(Source data)
--- START ---

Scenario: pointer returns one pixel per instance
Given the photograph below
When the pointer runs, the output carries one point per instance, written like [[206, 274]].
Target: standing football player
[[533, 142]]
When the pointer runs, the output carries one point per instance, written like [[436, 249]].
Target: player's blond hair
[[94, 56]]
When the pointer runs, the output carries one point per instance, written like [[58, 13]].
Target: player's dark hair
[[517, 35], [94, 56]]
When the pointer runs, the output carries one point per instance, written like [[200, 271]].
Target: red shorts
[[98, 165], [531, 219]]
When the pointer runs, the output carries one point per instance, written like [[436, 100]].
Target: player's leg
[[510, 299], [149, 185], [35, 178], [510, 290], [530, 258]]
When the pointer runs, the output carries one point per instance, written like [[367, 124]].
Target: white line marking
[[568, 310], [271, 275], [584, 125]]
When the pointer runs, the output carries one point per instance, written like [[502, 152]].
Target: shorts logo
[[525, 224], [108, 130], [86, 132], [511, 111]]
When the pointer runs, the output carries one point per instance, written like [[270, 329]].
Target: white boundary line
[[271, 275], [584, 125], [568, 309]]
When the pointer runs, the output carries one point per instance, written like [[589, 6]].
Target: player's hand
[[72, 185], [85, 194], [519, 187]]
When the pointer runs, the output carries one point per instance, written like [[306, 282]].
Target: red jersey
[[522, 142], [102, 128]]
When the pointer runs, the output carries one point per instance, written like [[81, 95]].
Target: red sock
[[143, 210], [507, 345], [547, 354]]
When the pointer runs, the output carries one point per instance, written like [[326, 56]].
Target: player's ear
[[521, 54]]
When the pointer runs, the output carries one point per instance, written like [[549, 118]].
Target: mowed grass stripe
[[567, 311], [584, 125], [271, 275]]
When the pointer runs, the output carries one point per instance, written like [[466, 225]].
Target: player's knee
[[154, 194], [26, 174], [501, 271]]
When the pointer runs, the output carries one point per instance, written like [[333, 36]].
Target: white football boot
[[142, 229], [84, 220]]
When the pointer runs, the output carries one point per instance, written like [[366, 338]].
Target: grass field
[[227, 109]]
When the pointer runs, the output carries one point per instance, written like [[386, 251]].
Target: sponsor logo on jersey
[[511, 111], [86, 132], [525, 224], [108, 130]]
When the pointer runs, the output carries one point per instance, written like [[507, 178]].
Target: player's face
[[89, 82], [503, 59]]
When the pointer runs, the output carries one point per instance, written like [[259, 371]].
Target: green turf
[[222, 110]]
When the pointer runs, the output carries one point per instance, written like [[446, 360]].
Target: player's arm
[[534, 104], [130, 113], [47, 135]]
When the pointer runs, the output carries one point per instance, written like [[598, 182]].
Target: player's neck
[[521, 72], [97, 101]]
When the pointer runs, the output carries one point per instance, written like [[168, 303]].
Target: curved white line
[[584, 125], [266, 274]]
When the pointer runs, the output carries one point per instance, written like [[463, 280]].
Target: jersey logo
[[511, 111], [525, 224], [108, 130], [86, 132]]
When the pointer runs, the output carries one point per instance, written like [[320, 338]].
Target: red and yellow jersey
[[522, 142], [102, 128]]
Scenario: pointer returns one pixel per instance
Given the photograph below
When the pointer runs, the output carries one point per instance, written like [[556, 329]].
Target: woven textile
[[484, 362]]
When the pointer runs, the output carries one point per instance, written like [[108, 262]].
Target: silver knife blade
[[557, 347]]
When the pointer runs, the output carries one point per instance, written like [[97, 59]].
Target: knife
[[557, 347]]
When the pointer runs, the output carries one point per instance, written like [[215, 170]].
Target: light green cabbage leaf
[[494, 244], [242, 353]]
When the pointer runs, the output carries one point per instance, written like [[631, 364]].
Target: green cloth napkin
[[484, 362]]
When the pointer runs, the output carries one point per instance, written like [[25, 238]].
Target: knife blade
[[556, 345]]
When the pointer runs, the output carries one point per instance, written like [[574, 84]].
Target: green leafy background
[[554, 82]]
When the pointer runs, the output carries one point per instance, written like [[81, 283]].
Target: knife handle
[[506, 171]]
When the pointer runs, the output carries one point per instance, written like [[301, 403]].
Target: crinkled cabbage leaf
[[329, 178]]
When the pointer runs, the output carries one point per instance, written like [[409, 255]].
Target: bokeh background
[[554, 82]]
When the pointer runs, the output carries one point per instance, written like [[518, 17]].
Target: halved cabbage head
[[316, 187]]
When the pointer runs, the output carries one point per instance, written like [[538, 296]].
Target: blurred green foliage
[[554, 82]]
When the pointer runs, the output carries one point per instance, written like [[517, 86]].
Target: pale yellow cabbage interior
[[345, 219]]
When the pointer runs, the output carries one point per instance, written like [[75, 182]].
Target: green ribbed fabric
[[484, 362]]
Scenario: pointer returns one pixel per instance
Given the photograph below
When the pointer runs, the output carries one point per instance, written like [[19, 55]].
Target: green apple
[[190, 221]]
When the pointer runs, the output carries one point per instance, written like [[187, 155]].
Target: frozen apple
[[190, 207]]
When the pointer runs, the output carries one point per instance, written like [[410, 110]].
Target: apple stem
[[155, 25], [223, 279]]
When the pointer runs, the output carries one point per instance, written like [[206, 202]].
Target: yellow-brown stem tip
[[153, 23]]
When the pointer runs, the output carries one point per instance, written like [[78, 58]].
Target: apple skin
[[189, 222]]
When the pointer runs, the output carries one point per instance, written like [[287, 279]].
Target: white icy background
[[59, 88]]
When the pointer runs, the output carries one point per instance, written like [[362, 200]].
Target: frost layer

--- END ---

:: Do this ::
Please recast every line of the source data above as a JSON list of strings, one string per line, leaving out any blank lines.

:: Final result ::
[
  "Scenario: pointer returns one pixel per instance",
  "Given the photograph below",
  "When the pointer runs, the output carries one point per instance, written like [[206, 274]].",
  "Target: standing football player",
  "[[533, 142]]",
  "When the pointer runs, the output carries one point per instance, written like [[436, 249]].",
  "Target: player's blond hair",
  "[[94, 56]]",
  "When the pointer runs, the output carries one point per instance, written like [[58, 13]].",
  "Target: player's dark hair",
  "[[517, 35], [94, 56]]",
  "When the pointer runs, the output carries one point per instance, written like [[200, 271]].",
  "Target: red shorts",
  "[[98, 165], [531, 219]]",
  "When the pointer runs, the output carries one point per instance, written like [[436, 100]].",
  "Target: player's leg",
  "[[510, 299], [149, 185], [35, 178], [510, 290], [530, 258]]",
  "When the pointer runs, the output carries one point per instance, written like [[367, 124]].",
  "Target: white line marking",
  "[[568, 310], [271, 275], [584, 125]]",
  "When the pointer runs, the output carries one point per instance, written like [[502, 152]].",
  "Target: shorts logo",
  "[[525, 224], [108, 130], [86, 132], [511, 111]]",
  "When the pointer runs, the output carries one point per instance, written like [[270, 329]].",
  "Target: white boundary line",
  "[[271, 275], [584, 125], [568, 309]]",
  "When the pointer runs, the output carries one point per instance, written like [[589, 6]].",
  "Target: player's hand",
  "[[72, 185], [85, 194], [519, 187]]",
  "When the pointer runs, the output carries one point per instance, written like [[306, 282]].",
  "Target: red jersey",
  "[[522, 142], [102, 128]]",
  "When the pointer runs, the output carries one point per instance, written like [[81, 95]].",
  "Target: red sock",
  "[[143, 210], [507, 345], [547, 354]]",
  "When the pointer runs, the output carries one point per instance, written like [[326, 56]].",
  "Target: player's ear",
  "[[521, 54]]",
  "When the pointer runs, the output carries one point per instance, written like [[549, 118]].",
  "Target: mowed grass stripe",
  "[[567, 311], [584, 125], [271, 275]]",
  "When the pointer runs, the output carries one point per instance, written like [[466, 225]].",
  "Target: player's knee",
  "[[154, 194], [26, 174], [501, 271]]",
  "When the pointer runs, the output carries one point per instance, written like [[333, 36]].",
  "Target: white football boot",
  "[[142, 229], [84, 220]]",
  "When the pointer runs, the output carries one point per instance, written like [[366, 338]].",
  "Target: grass field",
  "[[227, 109]]",
  "When the pointer runs, the output carries one point per instance, written like [[386, 251]].",
  "Target: sponsor logo on jersey",
  "[[511, 111], [86, 132], [525, 224], [108, 130]]",
  "When the pointer runs, the output carries one point per instance, written like [[507, 178]].",
  "Target: player's face",
  "[[89, 82], [503, 59]]",
  "When the pointer runs, the output carries one point per instance, written like [[259, 371]].",
  "Target: green turf",
  "[[222, 110]]",
  "When the pointer runs, the output carries one point per instance, written like [[446, 360]].",
  "Target: player's arm",
  "[[534, 104], [130, 113], [47, 135]]",
  "When the pointer runs, the output carries one point per instance, written like [[598, 182]].",
  "Target: player's neck",
  "[[521, 72], [97, 101]]",
  "When the pointer runs, the output carries one point per instance, written like [[168, 303]].",
  "Target: curved white line",
  "[[584, 125], [266, 274]]",
  "When the pointer runs, the output carries one point per instance, written like [[463, 280]].",
  "Target: jersey logo",
  "[[511, 111], [525, 224], [108, 130], [86, 132]]",
  "When the pointer runs, the output carries one point per instance, written like [[320, 338]].",
  "Target: red and yellow jersey",
  "[[522, 142], [102, 128]]",
  "Scenario: pointer returns one pixel per instance",
  "Given the photograph below",
  "When the pointer runs, the output carries one point per instance, written like [[556, 329]].",
  "Target: woven textile",
  "[[484, 362]]",
  "When the pointer runs, the output carries one point per instance, written like [[108, 262]].",
  "Target: silver knife blade",
  "[[557, 347]]",
  "When the pointer runs, the output carries one point per instance, written like [[97, 59]].",
  "Target: knife",
  "[[557, 347]]",
  "When the pointer runs, the output carries one point per instance, written like [[215, 170]].",
  "Target: light green cabbage leaf",
  "[[494, 244], [242, 353]]",
  "When the pointer runs, the output carries one point per instance, written like [[631, 364]].",
  "Target: green cloth napkin",
  "[[484, 362]]",
  "When the pointer runs, the output carries one point per instance, written like [[25, 238]].",
  "Target: knife blade",
  "[[556, 345]]",
  "When the pointer runs, the output carries one point per instance, written like [[574, 84]].",
  "Target: green leafy background",
  "[[554, 82]]",
  "When the pointer runs, the output carries one point per instance, written like [[81, 283]].",
  "Target: knife handle",
  "[[506, 171]]",
  "When the pointer runs, the output carries one point per instance, written like [[301, 403]].",
  "Target: crinkled cabbage leaf",
  "[[329, 178]]",
  "When the pointer runs, the output carries one point per instance, written like [[409, 255]].",
  "Target: bokeh background",
  "[[554, 82]]",
  "When the pointer runs, the output carries one point per instance, written like [[518, 17]].",
  "Target: halved cabbage head",
  "[[316, 187]]",
  "When the pointer runs, the output carries one point per instance, written like [[538, 296]].",
  "Target: blurred green foliage",
  "[[554, 82]]",
  "When the pointer runs, the output carries one point per instance, written like [[517, 86]].",
  "Target: pale yellow cabbage interior",
  "[[345, 219]]",
  "When the pointer runs, the output carries one point per instance, written like [[75, 182]].",
  "Target: green ribbed fabric",
  "[[484, 362]]",
  "Scenario: pointer returns one pixel per instance",
  "Given the photograph below",
  "When the pointer runs, the output carries one point per instance, written like [[19, 55]].",
  "Target: green apple",
  "[[190, 221]]",
  "When the pointer runs, the output carries one point per instance, written like [[187, 155]].",
  "Target: frozen apple",
  "[[190, 207]]",
  "When the pointer runs, the output carries one point per instance, written like [[410, 110]].",
  "Target: apple stem",
  "[[155, 25], [223, 279]]",
  "When the pointer runs, the output carries one point per instance, written like [[206, 202]].",
  "Target: yellow-brown stem tip",
  "[[153, 23]]",
  "When the pointer runs, the output carries one point per instance, written like [[78, 58]].",
  "Target: apple skin",
  "[[189, 222]]",
  "When the pointer runs, the output carries one point per instance, written like [[287, 279]].",
  "Target: white icy background",
  "[[59, 88]]",
  "When the pointer runs, the output carries one point per instance, written like [[362, 200]].",
  "Target: frost layer"
]